▶ What the task requires:
Restate the entries word for word, omitting nothing.

▶ Input data:
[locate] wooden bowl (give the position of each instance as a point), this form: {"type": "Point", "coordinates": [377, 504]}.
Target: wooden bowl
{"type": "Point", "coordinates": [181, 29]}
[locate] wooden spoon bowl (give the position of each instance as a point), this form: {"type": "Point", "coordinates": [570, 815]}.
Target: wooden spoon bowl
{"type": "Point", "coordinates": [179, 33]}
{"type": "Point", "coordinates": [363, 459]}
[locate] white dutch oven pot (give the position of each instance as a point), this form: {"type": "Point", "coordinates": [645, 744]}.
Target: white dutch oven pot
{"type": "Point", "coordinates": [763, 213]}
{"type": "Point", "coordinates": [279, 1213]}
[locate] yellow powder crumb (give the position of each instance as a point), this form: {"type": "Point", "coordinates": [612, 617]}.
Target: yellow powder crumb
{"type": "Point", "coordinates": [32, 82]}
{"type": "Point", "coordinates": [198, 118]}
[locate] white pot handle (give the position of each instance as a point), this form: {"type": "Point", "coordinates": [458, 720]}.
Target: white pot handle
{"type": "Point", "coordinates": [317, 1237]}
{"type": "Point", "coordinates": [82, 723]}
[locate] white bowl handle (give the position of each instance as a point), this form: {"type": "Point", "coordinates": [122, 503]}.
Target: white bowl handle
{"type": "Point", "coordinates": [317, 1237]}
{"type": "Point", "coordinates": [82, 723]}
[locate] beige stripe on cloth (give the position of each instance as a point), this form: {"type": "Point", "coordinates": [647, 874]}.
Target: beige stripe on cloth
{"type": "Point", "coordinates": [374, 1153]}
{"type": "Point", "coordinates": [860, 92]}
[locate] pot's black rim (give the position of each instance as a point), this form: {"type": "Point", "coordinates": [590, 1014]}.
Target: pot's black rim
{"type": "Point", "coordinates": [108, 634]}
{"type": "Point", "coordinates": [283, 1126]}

▶ Complete answer:
[locate] wooden bowl (give the position of each instance as a point), this form: {"type": "Point", "coordinates": [377, 504]}.
Target: wooden bowl
{"type": "Point", "coordinates": [181, 29]}
[locate] wooden spoon bowl (give the position of each instance as a point), this form: {"type": "Point", "coordinates": [570, 815]}.
Target: wooden spoon bowl
{"type": "Point", "coordinates": [179, 33]}
{"type": "Point", "coordinates": [363, 459]}
[locate] white dutch oven pot (give the position of each instance as a point), this form: {"type": "Point", "coordinates": [645, 744]}.
Target: white dutch oven pot
{"type": "Point", "coordinates": [763, 213]}
{"type": "Point", "coordinates": [279, 1213]}
[locate] yellow powder crumb (give the position of each instance as a point), this form: {"type": "Point", "coordinates": [612, 617]}.
Target: yellow powder crumb
{"type": "Point", "coordinates": [32, 82]}
{"type": "Point", "coordinates": [198, 118]}
[locate] white pot handle (give the position of each instance as a point), this form: {"type": "Point", "coordinates": [458, 720]}.
Target: white pot handle
{"type": "Point", "coordinates": [317, 1237]}
{"type": "Point", "coordinates": [82, 723]}
[locate] white bowl handle (give the position of each instance as a point), this form: {"type": "Point", "coordinates": [122, 503]}.
Target: white bowl handle
{"type": "Point", "coordinates": [317, 1237]}
{"type": "Point", "coordinates": [82, 723]}
[locate] beige stripe on cloth (give the position of each instance as a point), this form: {"type": "Point", "coordinates": [647, 874]}.
Target: beige stripe on cloth
{"type": "Point", "coordinates": [374, 1153]}
{"type": "Point", "coordinates": [860, 92]}
[locate] pot's black rim (give the position of each instance as a point), this form: {"type": "Point", "coordinates": [590, 1014]}.
Target: pot's black rim
{"type": "Point", "coordinates": [108, 634]}
{"type": "Point", "coordinates": [283, 1126]}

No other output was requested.